- **Task instructions**: Write out the part of the rows that runs from their start through the line containing "46L113 69L164 71L137", keeping every character unchanged. Leave the pictures out of your answer.

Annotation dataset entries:
------------------------------------------------------------

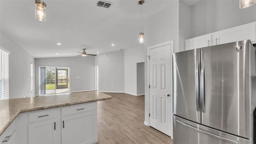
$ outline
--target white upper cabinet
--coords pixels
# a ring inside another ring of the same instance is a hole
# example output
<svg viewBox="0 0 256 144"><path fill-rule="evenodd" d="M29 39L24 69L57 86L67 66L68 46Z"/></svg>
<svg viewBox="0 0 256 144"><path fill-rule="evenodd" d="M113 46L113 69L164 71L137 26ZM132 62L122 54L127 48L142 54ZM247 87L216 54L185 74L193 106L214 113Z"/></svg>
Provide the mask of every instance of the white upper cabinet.
<svg viewBox="0 0 256 144"><path fill-rule="evenodd" d="M253 43L255 33L255 22L221 30L214 33L214 45L246 40L250 40Z"/></svg>
<svg viewBox="0 0 256 144"><path fill-rule="evenodd" d="M256 22L244 24L185 40L185 50L240 40L250 40L256 43Z"/></svg>
<svg viewBox="0 0 256 144"><path fill-rule="evenodd" d="M212 45L212 34L185 40L185 50L192 50Z"/></svg>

------------------------------------------------------------

- **Solution**:
$ outline
--target white upper cabinet
--coords pixels
# a ring inside another ring of the same instance is a hole
# example output
<svg viewBox="0 0 256 144"><path fill-rule="evenodd" d="M29 39L24 69L57 86L67 66L68 46Z"/></svg>
<svg viewBox="0 0 256 144"><path fill-rule="evenodd" d="M113 46L113 69L164 71L137 26ZM132 62L122 54L127 48L142 54ZM247 87L216 54L185 74L193 106L214 113Z"/></svg>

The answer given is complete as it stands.